Jorge
Altamira (dirigente do Partido Obrero da Argentina)
A
crise mundial que se iniciou em 2007 não esgotou seus efeitos, e nem
desenvolveu ainda todas suas conclusões e possibilidades históricas.
Um de seus traços distintivos foi o que teve lugar quando havia
transcorrido uma década e meia da abertura ao mercado mundial das
economias de Estados poderosos como a Rússia e a China. Essa
abertura (uma verdadeira válvula de segurança para o capitalismo),
desatou, ao mesmo tempo, tendências anarquizantes do capitalismo com
uma intensidade sem paralelo. O estouro da crise asiática e russa em
1997, e a mundial dez anos mais tarde, forçou a intervenção do
Estado na China e na Rússia, e a aparição de governos
bonapartistas que arbitram com o capital internacional. Foram as
primeiras manifestações do antagonismo que aflora na atualidade, em
particular entre os Estados Unidos e a China. Nesse processo ficou
sepultada a ilusão de uma transição "pacifica" entre as
economias estatizadas e dirigidas e a economia capitalista mundial em
seu conjunto.

-------

De acordo com o texto sobre a crise mundial, em que ano estourou a crise asiática e russa?

(Trecho do conjunto de dados)

-------

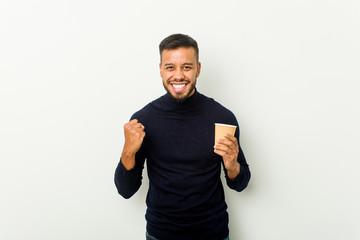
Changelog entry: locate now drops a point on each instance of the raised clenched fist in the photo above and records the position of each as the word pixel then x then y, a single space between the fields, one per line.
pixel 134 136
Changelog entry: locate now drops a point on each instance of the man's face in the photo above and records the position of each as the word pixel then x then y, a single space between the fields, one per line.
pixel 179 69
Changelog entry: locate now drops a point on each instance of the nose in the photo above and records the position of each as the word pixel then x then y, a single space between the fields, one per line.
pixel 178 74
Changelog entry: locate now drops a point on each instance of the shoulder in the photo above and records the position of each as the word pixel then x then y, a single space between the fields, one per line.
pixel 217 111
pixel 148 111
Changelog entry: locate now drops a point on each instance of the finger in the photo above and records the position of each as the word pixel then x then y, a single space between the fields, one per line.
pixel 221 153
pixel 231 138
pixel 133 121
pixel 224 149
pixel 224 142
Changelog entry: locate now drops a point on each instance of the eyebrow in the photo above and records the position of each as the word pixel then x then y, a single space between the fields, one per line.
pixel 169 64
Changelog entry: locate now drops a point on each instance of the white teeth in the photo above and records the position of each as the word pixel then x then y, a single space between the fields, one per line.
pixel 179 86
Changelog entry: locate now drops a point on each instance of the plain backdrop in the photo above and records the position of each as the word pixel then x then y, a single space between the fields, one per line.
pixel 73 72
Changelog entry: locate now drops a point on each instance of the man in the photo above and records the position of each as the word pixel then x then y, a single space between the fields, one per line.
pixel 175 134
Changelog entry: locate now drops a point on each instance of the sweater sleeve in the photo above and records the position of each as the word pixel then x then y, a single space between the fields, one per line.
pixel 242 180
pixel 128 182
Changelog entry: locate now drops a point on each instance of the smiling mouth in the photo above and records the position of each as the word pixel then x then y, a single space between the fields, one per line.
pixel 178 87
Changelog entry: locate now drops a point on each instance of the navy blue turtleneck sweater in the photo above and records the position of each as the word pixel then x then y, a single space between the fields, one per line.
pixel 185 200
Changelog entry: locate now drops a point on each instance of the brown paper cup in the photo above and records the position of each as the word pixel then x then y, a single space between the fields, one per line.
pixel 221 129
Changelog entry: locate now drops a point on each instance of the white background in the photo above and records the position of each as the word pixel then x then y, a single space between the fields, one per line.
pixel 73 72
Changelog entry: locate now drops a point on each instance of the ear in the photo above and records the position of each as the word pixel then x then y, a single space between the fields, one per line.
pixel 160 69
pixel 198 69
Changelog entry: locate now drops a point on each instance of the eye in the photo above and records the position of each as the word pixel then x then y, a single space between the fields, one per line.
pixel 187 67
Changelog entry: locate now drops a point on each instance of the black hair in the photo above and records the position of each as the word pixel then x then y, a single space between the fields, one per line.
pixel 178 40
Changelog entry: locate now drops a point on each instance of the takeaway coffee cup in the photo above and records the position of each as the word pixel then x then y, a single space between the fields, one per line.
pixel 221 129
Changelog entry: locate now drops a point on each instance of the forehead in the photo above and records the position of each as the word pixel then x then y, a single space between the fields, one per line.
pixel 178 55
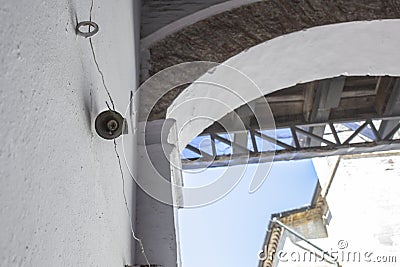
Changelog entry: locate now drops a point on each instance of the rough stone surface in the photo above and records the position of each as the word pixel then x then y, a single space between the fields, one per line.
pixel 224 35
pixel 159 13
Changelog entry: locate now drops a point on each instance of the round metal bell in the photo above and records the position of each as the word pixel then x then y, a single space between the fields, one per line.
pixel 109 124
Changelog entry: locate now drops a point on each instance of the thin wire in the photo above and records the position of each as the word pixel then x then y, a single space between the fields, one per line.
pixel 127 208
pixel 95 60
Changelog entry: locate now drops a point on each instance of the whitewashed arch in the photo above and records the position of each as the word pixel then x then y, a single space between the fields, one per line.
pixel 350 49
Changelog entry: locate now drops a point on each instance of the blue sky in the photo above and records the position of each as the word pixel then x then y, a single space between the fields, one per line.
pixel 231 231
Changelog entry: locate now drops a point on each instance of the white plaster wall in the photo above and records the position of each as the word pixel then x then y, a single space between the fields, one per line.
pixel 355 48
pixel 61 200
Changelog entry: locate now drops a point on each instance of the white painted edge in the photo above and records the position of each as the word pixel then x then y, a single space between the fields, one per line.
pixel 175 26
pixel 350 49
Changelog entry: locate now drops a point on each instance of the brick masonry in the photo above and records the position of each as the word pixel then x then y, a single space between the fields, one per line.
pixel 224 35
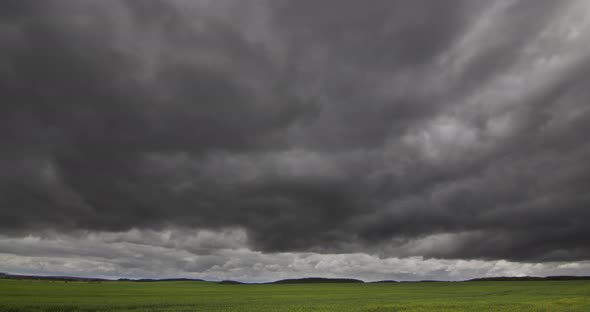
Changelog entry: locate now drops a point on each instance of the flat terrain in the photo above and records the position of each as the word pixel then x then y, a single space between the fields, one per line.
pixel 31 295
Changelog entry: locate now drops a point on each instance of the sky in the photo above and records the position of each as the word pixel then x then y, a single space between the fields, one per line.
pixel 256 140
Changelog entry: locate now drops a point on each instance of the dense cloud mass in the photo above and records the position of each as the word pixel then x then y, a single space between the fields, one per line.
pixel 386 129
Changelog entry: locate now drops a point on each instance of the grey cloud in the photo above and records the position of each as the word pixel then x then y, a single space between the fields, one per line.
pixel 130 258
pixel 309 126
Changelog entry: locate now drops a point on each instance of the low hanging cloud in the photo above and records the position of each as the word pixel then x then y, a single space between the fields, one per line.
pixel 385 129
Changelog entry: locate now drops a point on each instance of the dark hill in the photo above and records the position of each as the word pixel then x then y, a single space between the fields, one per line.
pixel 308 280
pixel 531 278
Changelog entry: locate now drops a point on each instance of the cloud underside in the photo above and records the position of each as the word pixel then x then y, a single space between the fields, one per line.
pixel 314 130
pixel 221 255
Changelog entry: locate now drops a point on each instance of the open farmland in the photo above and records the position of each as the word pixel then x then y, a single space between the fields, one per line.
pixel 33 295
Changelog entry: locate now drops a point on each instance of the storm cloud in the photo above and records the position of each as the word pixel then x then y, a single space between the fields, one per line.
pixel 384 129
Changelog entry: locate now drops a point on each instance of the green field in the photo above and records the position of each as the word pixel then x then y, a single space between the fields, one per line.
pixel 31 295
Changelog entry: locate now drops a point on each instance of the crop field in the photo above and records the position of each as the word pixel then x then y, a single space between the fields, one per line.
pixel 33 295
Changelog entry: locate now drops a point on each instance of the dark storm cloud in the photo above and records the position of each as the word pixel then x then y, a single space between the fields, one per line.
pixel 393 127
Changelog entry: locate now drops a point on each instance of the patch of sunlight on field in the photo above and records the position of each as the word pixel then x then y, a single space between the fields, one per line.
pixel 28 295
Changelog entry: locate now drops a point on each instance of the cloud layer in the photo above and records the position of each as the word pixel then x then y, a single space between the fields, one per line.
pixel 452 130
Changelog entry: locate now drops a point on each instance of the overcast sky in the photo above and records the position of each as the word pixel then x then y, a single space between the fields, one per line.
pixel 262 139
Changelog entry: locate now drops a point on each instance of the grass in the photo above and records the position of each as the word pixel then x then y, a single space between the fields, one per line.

-------

**Resposta completa:** Em 1997.